═══ DATASET EXCERPTS

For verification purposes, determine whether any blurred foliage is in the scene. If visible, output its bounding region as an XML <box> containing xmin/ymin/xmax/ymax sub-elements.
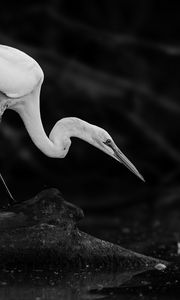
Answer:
<box><xmin>0</xmin><ymin>0</ymin><xmax>180</xmax><ymax>205</ymax></box>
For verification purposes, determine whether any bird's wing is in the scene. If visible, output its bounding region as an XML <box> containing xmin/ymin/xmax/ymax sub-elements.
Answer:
<box><xmin>0</xmin><ymin>45</ymin><xmax>44</xmax><ymax>98</ymax></box>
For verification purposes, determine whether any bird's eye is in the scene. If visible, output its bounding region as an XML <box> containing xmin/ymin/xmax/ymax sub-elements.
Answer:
<box><xmin>104</xmin><ymin>139</ymin><xmax>111</xmax><ymax>145</ymax></box>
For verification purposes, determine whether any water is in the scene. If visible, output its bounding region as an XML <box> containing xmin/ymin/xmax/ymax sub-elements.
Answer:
<box><xmin>0</xmin><ymin>199</ymin><xmax>180</xmax><ymax>300</ymax></box>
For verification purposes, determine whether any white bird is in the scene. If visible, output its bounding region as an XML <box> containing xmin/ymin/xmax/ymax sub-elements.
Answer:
<box><xmin>0</xmin><ymin>45</ymin><xmax>144</xmax><ymax>202</ymax></box>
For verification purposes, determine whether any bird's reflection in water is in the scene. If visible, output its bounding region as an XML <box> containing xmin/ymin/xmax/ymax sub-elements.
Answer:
<box><xmin>0</xmin><ymin>269</ymin><xmax>159</xmax><ymax>300</ymax></box>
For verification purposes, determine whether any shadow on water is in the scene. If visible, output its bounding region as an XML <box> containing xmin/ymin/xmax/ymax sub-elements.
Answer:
<box><xmin>0</xmin><ymin>265</ymin><xmax>180</xmax><ymax>300</ymax></box>
<box><xmin>0</xmin><ymin>198</ymin><xmax>180</xmax><ymax>300</ymax></box>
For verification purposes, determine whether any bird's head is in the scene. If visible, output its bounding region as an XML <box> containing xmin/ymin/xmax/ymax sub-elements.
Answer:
<box><xmin>90</xmin><ymin>125</ymin><xmax>144</xmax><ymax>181</ymax></box>
<box><xmin>49</xmin><ymin>117</ymin><xmax>144</xmax><ymax>181</ymax></box>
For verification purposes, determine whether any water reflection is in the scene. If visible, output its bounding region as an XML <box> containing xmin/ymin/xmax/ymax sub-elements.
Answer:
<box><xmin>0</xmin><ymin>202</ymin><xmax>180</xmax><ymax>300</ymax></box>
<box><xmin>0</xmin><ymin>269</ymin><xmax>166</xmax><ymax>300</ymax></box>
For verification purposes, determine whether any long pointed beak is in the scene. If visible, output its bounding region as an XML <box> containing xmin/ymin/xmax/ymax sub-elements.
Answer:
<box><xmin>111</xmin><ymin>144</ymin><xmax>145</xmax><ymax>182</ymax></box>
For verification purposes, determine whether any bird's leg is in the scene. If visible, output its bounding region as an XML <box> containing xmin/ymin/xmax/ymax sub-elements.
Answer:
<box><xmin>0</xmin><ymin>173</ymin><xmax>16</xmax><ymax>202</ymax></box>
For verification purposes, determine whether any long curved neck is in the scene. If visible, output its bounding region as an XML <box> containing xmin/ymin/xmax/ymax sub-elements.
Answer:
<box><xmin>10</xmin><ymin>87</ymin><xmax>58</xmax><ymax>157</ymax></box>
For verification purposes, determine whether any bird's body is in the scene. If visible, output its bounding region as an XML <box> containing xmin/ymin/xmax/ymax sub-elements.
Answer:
<box><xmin>0</xmin><ymin>45</ymin><xmax>143</xmax><ymax>199</ymax></box>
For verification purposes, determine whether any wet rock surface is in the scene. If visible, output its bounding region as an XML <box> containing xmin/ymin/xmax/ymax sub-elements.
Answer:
<box><xmin>0</xmin><ymin>189</ymin><xmax>168</xmax><ymax>271</ymax></box>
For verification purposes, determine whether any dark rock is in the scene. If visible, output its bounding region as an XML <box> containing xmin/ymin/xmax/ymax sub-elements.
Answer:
<box><xmin>0</xmin><ymin>189</ymin><xmax>168</xmax><ymax>271</ymax></box>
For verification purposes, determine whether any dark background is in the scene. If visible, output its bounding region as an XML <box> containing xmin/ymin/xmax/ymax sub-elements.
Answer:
<box><xmin>0</xmin><ymin>0</ymin><xmax>180</xmax><ymax>210</ymax></box>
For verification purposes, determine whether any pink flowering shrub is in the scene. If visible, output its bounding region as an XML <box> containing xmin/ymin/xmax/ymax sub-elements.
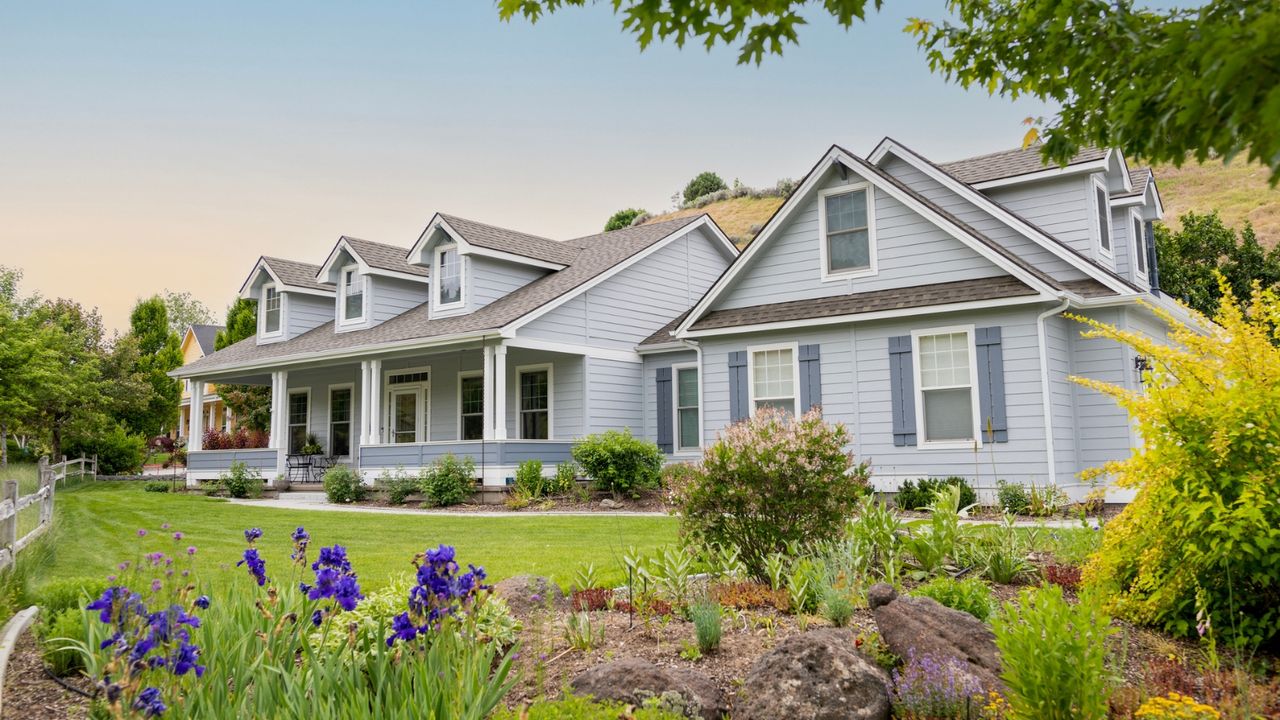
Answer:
<box><xmin>673</xmin><ymin>409</ymin><xmax>869</xmax><ymax>580</ymax></box>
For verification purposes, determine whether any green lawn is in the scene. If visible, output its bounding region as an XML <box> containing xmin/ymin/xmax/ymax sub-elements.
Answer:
<box><xmin>36</xmin><ymin>482</ymin><xmax>677</xmax><ymax>589</ymax></box>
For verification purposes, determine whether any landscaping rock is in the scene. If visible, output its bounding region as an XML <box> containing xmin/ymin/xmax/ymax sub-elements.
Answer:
<box><xmin>867</xmin><ymin>583</ymin><xmax>1000</xmax><ymax>689</ymax></box>
<box><xmin>733</xmin><ymin>628</ymin><xmax>890</xmax><ymax>720</ymax></box>
<box><xmin>493</xmin><ymin>575</ymin><xmax>568</xmax><ymax>615</ymax></box>
<box><xmin>570</xmin><ymin>657</ymin><xmax>728</xmax><ymax>720</ymax></box>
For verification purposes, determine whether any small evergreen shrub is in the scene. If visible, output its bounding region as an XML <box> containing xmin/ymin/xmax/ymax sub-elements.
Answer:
<box><xmin>218</xmin><ymin>460</ymin><xmax>264</xmax><ymax>497</ymax></box>
<box><xmin>573</xmin><ymin>429</ymin><xmax>663</xmax><ymax>497</ymax></box>
<box><xmin>323</xmin><ymin>465</ymin><xmax>369</xmax><ymax>505</ymax></box>
<box><xmin>893</xmin><ymin>477</ymin><xmax>978</xmax><ymax>510</ymax></box>
<box><xmin>913</xmin><ymin>577</ymin><xmax>996</xmax><ymax>621</ymax></box>
<box><xmin>673</xmin><ymin>409</ymin><xmax>868</xmax><ymax>580</ymax></box>
<box><xmin>422</xmin><ymin>452</ymin><xmax>476</xmax><ymax>507</ymax></box>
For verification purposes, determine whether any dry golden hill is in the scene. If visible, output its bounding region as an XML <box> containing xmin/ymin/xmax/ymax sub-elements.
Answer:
<box><xmin>648</xmin><ymin>163</ymin><xmax>1280</xmax><ymax>247</ymax></box>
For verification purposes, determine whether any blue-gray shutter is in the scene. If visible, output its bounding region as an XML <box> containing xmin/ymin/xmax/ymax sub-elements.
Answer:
<box><xmin>974</xmin><ymin>328</ymin><xmax>1009</xmax><ymax>442</ymax></box>
<box><xmin>888</xmin><ymin>334</ymin><xmax>915</xmax><ymax>447</ymax></box>
<box><xmin>800</xmin><ymin>345</ymin><xmax>822</xmax><ymax>413</ymax></box>
<box><xmin>728</xmin><ymin>350</ymin><xmax>750</xmax><ymax>423</ymax></box>
<box><xmin>654</xmin><ymin>368</ymin><xmax>675</xmax><ymax>454</ymax></box>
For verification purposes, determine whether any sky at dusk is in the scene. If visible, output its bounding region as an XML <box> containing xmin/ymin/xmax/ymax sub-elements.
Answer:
<box><xmin>0</xmin><ymin>0</ymin><xmax>1046</xmax><ymax>329</ymax></box>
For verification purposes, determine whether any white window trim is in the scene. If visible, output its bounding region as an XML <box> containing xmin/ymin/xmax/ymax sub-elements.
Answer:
<box><xmin>747</xmin><ymin>342</ymin><xmax>800</xmax><ymax>416</ymax></box>
<box><xmin>324</xmin><ymin>383</ymin><xmax>358</xmax><ymax>457</ymax></box>
<box><xmin>1125</xmin><ymin>208</ymin><xmax>1149</xmax><ymax>279</ymax></box>
<box><xmin>284</xmin><ymin>386</ymin><xmax>315</xmax><ymax>454</ymax></box>
<box><xmin>378</xmin><ymin>365</ymin><xmax>435</xmax><ymax>445</ymax></box>
<box><xmin>431</xmin><ymin>242</ymin><xmax>467</xmax><ymax>311</ymax></box>
<box><xmin>911</xmin><ymin>325</ymin><xmax>982</xmax><ymax>450</ymax></box>
<box><xmin>457</xmin><ymin>370</ymin><xmax>489</xmax><ymax>441</ymax></box>
<box><xmin>513</xmin><ymin>363</ymin><xmax>556</xmax><ymax>441</ymax></box>
<box><xmin>671</xmin><ymin>363</ymin><xmax>703</xmax><ymax>455</ymax></box>
<box><xmin>338</xmin><ymin>263</ymin><xmax>369</xmax><ymax>325</ymax></box>
<box><xmin>257</xmin><ymin>283</ymin><xmax>284</xmax><ymax>338</ymax></box>
<box><xmin>1089</xmin><ymin>176</ymin><xmax>1116</xmax><ymax>260</ymax></box>
<box><xmin>818</xmin><ymin>182</ymin><xmax>879</xmax><ymax>282</ymax></box>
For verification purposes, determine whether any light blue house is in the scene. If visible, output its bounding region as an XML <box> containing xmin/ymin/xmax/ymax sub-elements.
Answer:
<box><xmin>174</xmin><ymin>138</ymin><xmax>1185</xmax><ymax>500</ymax></box>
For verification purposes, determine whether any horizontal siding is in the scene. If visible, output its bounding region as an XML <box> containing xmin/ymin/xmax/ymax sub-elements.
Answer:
<box><xmin>716</xmin><ymin>172</ymin><xmax>1006</xmax><ymax>307</ymax></box>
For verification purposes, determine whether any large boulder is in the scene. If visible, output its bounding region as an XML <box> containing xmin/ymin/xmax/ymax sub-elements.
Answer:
<box><xmin>493</xmin><ymin>575</ymin><xmax>567</xmax><ymax>616</ymax></box>
<box><xmin>733</xmin><ymin>629</ymin><xmax>890</xmax><ymax>720</ymax></box>
<box><xmin>570</xmin><ymin>657</ymin><xmax>728</xmax><ymax>720</ymax></box>
<box><xmin>867</xmin><ymin>583</ymin><xmax>1000</xmax><ymax>689</ymax></box>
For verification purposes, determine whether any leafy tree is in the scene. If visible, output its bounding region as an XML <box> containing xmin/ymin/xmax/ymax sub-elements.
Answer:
<box><xmin>1156</xmin><ymin>213</ymin><xmax>1280</xmax><ymax>315</ymax></box>
<box><xmin>682</xmin><ymin>170</ymin><xmax>728</xmax><ymax>202</ymax></box>
<box><xmin>214</xmin><ymin>297</ymin><xmax>271</xmax><ymax>430</ymax></box>
<box><xmin>498</xmin><ymin>0</ymin><xmax>1280</xmax><ymax>183</ymax></box>
<box><xmin>604</xmin><ymin>208</ymin><xmax>645</xmax><ymax>232</ymax></box>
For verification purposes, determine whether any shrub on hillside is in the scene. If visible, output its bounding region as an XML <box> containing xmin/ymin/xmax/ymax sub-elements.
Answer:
<box><xmin>422</xmin><ymin>452</ymin><xmax>476</xmax><ymax>506</ymax></box>
<box><xmin>604</xmin><ymin>208</ymin><xmax>645</xmax><ymax>232</ymax></box>
<box><xmin>573</xmin><ymin>429</ymin><xmax>663</xmax><ymax>497</ymax></box>
<box><xmin>1076</xmin><ymin>278</ymin><xmax>1280</xmax><ymax>648</ymax></box>
<box><xmin>673</xmin><ymin>409</ymin><xmax>869</xmax><ymax>580</ymax></box>
<box><xmin>682</xmin><ymin>170</ymin><xmax>728</xmax><ymax>202</ymax></box>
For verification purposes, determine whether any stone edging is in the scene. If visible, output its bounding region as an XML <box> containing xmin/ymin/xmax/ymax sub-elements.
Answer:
<box><xmin>0</xmin><ymin>605</ymin><xmax>40</xmax><ymax>710</ymax></box>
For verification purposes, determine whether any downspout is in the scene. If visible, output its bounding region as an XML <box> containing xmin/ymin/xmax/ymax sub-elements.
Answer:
<box><xmin>1036</xmin><ymin>292</ymin><xmax>1071</xmax><ymax>487</ymax></box>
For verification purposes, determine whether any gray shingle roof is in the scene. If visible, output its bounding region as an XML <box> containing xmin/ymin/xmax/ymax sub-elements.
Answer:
<box><xmin>262</xmin><ymin>255</ymin><xmax>335</xmax><ymax>292</ymax></box>
<box><xmin>940</xmin><ymin>143</ymin><xmax>1107</xmax><ymax>184</ymax></box>
<box><xmin>691</xmin><ymin>275</ymin><xmax>1036</xmax><ymax>333</ymax></box>
<box><xmin>182</xmin><ymin>215</ymin><xmax>704</xmax><ymax>374</ymax></box>
<box><xmin>342</xmin><ymin>236</ymin><xmax>430</xmax><ymax>278</ymax></box>
<box><xmin>440</xmin><ymin>213</ymin><xmax>582</xmax><ymax>265</ymax></box>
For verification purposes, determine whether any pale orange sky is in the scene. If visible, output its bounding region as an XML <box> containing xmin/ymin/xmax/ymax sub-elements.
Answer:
<box><xmin>0</xmin><ymin>0</ymin><xmax>1038</xmax><ymax>329</ymax></box>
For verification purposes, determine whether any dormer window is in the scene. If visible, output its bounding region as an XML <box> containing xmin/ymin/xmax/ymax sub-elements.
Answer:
<box><xmin>818</xmin><ymin>183</ymin><xmax>876</xmax><ymax>279</ymax></box>
<box><xmin>431</xmin><ymin>245</ymin><xmax>462</xmax><ymax>310</ymax></box>
<box><xmin>338</xmin><ymin>265</ymin><xmax>365</xmax><ymax>323</ymax></box>
<box><xmin>262</xmin><ymin>284</ymin><xmax>280</xmax><ymax>336</ymax></box>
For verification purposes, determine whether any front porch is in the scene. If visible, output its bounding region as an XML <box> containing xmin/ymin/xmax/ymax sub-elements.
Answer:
<box><xmin>187</xmin><ymin>338</ymin><xmax>588</xmax><ymax>488</ymax></box>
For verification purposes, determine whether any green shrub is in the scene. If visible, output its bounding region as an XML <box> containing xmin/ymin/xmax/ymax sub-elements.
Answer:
<box><xmin>422</xmin><ymin>452</ymin><xmax>476</xmax><ymax>507</ymax></box>
<box><xmin>672</xmin><ymin>409</ymin><xmax>868</xmax><ymax>580</ymax></box>
<box><xmin>893</xmin><ymin>477</ymin><xmax>978</xmax><ymax>510</ymax></box>
<box><xmin>63</xmin><ymin>427</ymin><xmax>147</xmax><ymax>475</ymax></box>
<box><xmin>573</xmin><ymin>429</ymin><xmax>663</xmax><ymax>497</ymax></box>
<box><xmin>992</xmin><ymin>585</ymin><xmax>1114</xmax><ymax>720</ymax></box>
<box><xmin>684</xmin><ymin>170</ymin><xmax>728</xmax><ymax>202</ymax></box>
<box><xmin>913</xmin><ymin>577</ymin><xmax>995</xmax><ymax>620</ymax></box>
<box><xmin>323</xmin><ymin>465</ymin><xmax>369</xmax><ymax>503</ymax></box>
<box><xmin>218</xmin><ymin>460</ymin><xmax>264</xmax><ymax>497</ymax></box>
<box><xmin>604</xmin><ymin>208</ymin><xmax>646</xmax><ymax>232</ymax></box>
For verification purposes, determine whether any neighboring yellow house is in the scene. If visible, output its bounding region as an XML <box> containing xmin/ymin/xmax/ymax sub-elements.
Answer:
<box><xmin>169</xmin><ymin>325</ymin><xmax>234</xmax><ymax>438</ymax></box>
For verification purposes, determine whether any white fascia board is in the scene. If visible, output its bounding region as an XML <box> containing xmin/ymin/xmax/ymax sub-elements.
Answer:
<box><xmin>873</xmin><ymin>137</ymin><xmax>1132</xmax><ymax>295</ymax></box>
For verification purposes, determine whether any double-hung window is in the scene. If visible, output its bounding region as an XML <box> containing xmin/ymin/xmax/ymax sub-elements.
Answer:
<box><xmin>675</xmin><ymin>365</ymin><xmax>703</xmax><ymax>451</ymax></box>
<box><xmin>818</xmin><ymin>184</ymin><xmax>876</xmax><ymax>279</ymax></box>
<box><xmin>750</xmin><ymin>345</ymin><xmax>799</xmax><ymax>415</ymax></box>
<box><xmin>262</xmin><ymin>284</ymin><xmax>280</xmax><ymax>334</ymax></box>
<box><xmin>342</xmin><ymin>265</ymin><xmax>365</xmax><ymax>323</ymax></box>
<box><xmin>435</xmin><ymin>245</ymin><xmax>462</xmax><ymax>309</ymax></box>
<box><xmin>914</xmin><ymin>328</ymin><xmax>978</xmax><ymax>447</ymax></box>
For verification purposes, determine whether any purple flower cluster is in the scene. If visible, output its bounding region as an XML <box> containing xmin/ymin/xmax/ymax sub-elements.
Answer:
<box><xmin>387</xmin><ymin>544</ymin><xmax>489</xmax><ymax>647</ymax></box>
<box><xmin>891</xmin><ymin>652</ymin><xmax>984</xmax><ymax>720</ymax></box>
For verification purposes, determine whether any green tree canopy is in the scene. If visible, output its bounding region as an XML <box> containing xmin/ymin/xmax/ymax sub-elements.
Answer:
<box><xmin>498</xmin><ymin>0</ymin><xmax>1280</xmax><ymax>183</ymax></box>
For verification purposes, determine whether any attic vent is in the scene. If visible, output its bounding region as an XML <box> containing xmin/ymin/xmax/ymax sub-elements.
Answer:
<box><xmin>387</xmin><ymin>373</ymin><xmax>428</xmax><ymax>386</ymax></box>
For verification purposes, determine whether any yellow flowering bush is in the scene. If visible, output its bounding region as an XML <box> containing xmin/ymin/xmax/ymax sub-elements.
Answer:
<box><xmin>1133</xmin><ymin>693</ymin><xmax>1222</xmax><ymax>720</ymax></box>
<box><xmin>1075</xmin><ymin>282</ymin><xmax>1280</xmax><ymax>644</ymax></box>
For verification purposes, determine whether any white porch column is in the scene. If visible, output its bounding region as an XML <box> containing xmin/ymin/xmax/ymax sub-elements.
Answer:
<box><xmin>493</xmin><ymin>341</ymin><xmax>507</xmax><ymax>439</ymax></box>
<box><xmin>187</xmin><ymin>379</ymin><xmax>205</xmax><ymax>452</ymax></box>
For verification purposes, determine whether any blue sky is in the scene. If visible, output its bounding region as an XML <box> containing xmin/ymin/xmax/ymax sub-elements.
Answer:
<box><xmin>0</xmin><ymin>0</ymin><xmax>1046</xmax><ymax>328</ymax></box>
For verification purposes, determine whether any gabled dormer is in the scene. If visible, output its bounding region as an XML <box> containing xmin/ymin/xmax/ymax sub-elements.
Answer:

══════

THE EXERCISE:
Can you pick out every line in the data above that contains the string "beak", copying each one in full? Case counts.

THE SOLUTION:
For verification purposes, determine whether any long pointed beak is in the scene. If visible, output its bounding region as an XML <box> containing xmin/ymin/xmax/ymax sub-elements.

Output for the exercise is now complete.